-- start of MATERIAL SUPPLIED --

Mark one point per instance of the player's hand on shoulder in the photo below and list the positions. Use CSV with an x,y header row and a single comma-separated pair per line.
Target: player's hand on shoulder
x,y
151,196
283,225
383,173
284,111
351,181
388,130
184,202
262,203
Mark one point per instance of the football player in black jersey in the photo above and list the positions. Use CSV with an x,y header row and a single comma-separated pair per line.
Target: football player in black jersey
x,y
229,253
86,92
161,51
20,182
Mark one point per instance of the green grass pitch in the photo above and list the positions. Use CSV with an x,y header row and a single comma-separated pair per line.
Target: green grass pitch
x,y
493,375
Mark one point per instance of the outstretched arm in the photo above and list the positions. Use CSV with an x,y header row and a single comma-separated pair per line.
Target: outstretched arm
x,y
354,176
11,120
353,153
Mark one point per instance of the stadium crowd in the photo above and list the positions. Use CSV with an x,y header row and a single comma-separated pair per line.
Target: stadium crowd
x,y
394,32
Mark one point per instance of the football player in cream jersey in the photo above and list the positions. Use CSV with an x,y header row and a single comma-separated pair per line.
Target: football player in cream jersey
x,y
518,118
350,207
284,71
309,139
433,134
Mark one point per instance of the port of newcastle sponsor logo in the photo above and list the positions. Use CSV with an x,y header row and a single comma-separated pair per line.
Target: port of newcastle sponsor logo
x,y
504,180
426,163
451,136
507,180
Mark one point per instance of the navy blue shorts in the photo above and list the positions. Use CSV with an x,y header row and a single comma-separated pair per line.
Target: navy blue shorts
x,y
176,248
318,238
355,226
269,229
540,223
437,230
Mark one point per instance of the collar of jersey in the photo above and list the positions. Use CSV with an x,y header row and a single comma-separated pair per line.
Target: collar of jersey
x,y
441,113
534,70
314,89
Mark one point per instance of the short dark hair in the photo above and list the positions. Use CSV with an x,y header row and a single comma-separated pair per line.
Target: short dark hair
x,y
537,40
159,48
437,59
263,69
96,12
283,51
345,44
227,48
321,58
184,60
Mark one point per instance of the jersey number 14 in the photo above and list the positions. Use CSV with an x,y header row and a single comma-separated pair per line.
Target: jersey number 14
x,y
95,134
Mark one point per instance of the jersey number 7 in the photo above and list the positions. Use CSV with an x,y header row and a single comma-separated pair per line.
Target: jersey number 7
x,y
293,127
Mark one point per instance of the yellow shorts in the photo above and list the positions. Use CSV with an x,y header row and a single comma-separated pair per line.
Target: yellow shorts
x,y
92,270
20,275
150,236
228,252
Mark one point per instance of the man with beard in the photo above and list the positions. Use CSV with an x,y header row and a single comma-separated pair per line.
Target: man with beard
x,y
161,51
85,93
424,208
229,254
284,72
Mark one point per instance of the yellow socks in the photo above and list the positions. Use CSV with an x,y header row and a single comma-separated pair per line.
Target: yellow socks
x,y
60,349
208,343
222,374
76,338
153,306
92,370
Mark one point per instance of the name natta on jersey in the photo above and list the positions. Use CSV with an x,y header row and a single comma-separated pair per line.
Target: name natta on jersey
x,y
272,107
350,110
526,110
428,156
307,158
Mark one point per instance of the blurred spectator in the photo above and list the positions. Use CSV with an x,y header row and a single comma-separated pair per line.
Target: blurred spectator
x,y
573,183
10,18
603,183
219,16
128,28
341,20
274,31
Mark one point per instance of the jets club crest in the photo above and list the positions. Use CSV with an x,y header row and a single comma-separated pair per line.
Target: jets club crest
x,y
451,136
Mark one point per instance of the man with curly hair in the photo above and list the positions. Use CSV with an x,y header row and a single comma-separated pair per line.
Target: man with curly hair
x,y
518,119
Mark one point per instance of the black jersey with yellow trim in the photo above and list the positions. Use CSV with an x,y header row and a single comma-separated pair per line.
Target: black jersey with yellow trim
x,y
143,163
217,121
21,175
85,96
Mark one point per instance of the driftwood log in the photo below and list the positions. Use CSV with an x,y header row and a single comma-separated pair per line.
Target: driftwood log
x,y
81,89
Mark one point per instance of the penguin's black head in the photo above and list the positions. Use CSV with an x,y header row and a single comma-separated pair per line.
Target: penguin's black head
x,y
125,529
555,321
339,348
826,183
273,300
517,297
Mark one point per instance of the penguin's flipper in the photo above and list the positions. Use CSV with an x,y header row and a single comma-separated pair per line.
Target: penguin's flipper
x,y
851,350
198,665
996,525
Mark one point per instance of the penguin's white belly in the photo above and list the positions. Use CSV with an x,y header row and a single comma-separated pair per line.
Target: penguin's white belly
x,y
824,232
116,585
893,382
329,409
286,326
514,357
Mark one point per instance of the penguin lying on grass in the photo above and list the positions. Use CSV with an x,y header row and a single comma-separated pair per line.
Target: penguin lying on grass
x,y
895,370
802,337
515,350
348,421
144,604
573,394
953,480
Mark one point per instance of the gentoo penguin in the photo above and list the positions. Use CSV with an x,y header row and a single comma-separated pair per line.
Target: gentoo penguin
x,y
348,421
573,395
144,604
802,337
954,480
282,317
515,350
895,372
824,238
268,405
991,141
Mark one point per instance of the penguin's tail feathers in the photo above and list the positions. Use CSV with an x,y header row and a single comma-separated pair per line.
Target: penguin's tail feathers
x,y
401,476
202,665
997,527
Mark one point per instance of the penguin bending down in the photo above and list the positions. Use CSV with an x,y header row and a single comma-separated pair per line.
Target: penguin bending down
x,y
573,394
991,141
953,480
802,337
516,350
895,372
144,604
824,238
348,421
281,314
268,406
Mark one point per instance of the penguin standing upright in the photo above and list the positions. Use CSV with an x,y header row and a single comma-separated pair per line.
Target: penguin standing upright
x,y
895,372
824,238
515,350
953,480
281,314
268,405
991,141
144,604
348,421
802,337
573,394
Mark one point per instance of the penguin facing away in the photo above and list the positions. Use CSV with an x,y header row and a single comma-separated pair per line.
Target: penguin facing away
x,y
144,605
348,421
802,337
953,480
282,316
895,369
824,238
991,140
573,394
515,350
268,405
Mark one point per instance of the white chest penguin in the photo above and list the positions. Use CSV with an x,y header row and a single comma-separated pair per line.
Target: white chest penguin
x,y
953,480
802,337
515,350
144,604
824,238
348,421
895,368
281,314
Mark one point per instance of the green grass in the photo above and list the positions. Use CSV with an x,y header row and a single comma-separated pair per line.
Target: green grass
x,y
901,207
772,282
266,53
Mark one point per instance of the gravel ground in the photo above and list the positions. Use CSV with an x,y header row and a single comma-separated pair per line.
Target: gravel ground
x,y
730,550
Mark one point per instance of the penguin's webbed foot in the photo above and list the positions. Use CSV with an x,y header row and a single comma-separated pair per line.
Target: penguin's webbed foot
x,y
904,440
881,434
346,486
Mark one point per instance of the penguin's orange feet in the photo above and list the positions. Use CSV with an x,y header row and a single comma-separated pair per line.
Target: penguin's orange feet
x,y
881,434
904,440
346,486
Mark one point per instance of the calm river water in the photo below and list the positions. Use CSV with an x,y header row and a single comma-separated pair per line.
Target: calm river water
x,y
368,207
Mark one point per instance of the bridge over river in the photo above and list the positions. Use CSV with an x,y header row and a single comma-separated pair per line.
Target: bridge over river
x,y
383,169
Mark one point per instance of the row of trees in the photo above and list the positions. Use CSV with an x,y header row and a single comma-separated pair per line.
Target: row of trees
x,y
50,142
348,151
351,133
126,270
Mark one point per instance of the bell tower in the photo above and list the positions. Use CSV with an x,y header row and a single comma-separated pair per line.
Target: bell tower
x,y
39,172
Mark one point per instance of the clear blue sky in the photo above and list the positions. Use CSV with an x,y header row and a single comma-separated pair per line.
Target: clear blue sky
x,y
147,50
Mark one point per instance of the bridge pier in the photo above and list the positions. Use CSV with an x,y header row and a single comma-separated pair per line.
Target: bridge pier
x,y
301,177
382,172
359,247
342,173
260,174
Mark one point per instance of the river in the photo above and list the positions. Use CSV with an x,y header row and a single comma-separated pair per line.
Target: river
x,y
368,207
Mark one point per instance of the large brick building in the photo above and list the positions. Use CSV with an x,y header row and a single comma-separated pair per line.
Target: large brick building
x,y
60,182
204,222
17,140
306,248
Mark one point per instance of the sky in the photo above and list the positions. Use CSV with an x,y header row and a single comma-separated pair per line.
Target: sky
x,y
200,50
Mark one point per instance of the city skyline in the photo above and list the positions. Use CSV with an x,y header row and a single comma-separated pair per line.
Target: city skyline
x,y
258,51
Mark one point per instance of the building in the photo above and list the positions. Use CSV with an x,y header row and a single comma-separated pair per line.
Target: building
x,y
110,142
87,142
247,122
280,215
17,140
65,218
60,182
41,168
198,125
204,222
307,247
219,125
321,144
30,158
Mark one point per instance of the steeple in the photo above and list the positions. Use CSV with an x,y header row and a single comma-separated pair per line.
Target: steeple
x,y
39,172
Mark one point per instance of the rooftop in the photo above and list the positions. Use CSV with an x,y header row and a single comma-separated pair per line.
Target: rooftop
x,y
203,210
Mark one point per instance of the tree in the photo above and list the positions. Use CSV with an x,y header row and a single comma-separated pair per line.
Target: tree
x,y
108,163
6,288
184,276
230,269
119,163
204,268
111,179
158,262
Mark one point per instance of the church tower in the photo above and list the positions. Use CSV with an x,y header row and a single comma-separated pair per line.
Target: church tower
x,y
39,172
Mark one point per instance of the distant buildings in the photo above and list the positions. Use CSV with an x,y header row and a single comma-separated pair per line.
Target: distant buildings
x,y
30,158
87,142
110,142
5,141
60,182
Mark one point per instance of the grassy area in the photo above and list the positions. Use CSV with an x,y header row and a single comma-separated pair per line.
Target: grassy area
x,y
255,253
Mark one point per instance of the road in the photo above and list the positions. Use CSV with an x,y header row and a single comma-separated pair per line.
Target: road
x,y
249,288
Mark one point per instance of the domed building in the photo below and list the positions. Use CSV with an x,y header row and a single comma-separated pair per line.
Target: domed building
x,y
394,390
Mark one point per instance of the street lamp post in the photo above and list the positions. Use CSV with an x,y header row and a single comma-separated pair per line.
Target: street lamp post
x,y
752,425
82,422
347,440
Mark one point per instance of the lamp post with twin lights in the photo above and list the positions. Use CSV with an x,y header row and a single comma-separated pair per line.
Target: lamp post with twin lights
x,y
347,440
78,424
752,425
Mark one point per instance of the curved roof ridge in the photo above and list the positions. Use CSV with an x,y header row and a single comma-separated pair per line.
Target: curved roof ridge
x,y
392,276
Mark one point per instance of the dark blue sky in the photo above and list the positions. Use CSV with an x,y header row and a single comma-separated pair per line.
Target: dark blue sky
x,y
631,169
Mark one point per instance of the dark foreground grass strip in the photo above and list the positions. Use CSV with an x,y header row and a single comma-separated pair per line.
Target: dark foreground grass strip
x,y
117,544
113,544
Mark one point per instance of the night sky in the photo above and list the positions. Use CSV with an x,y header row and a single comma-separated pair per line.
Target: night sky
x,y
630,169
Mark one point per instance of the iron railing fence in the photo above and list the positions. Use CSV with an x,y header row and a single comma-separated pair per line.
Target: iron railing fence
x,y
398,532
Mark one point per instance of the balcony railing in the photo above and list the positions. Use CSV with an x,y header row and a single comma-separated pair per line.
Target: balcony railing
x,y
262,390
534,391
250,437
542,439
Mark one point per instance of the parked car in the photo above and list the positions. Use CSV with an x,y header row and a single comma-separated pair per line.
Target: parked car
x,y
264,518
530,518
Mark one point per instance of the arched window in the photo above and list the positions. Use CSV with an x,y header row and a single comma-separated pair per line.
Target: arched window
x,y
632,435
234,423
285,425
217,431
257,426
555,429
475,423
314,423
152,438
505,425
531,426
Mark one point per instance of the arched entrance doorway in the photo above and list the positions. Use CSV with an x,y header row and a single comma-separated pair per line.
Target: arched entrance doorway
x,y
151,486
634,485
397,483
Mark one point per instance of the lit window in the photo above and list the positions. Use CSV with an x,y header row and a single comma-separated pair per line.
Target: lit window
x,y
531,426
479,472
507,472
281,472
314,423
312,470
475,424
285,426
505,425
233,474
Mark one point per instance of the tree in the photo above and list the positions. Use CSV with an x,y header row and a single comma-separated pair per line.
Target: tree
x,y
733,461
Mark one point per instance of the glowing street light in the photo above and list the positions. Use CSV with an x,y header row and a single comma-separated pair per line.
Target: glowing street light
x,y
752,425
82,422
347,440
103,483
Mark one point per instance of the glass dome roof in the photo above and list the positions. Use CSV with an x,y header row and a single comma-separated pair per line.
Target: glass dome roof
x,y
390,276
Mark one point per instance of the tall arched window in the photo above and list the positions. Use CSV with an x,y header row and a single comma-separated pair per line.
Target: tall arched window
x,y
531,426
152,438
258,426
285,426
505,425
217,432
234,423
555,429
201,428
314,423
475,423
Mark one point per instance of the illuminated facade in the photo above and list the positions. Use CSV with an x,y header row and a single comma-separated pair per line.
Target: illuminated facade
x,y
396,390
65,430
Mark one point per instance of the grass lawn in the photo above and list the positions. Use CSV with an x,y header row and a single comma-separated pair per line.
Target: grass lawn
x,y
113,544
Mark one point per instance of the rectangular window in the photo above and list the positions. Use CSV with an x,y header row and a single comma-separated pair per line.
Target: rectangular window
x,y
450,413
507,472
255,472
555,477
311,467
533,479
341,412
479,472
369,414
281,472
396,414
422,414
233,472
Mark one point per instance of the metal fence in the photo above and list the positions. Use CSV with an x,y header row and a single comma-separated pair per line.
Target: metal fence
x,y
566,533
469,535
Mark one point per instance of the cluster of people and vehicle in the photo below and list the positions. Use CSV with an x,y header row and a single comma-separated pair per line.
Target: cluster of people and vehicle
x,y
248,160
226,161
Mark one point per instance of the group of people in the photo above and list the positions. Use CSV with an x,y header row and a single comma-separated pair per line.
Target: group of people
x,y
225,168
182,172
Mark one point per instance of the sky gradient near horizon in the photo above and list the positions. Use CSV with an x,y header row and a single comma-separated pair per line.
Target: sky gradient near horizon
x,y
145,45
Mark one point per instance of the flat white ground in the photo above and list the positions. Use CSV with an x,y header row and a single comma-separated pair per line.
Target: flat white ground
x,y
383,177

-- end of MATERIAL SUPPLIED --

▶ **OBJECTIVE**
Beginning at the line that holds "Mark one point per instance of the cluster", reproduce each line of the records above down to and including the last one.

▶ **FINAL RESULT**
Mark one point per instance of the cluster of people and vehicle in the photo below and list the positions. Use CSV with an x,y header row and a single comma-separated pair per line.
Target: cluster of people and vehicle
x,y
248,160
226,161
Mark one point per instance of the group of people in the photo above and list the positions. Use CSV with an x,y header row and a single comma-separated pair per line.
Target: group of people
x,y
225,168
182,172
Mark one point per instance of the sky gradient near horizon in the photo above and list the positions. Use CSV with an x,y header row and a single comma-separated pair per line.
Target: sky gradient near horizon
x,y
145,45
Mark one point per instance of the flat white ground in the photo above and list the positions. Use CSV with an x,y header row and a single comma-separated pair per line.
Target: flat white ground
x,y
383,177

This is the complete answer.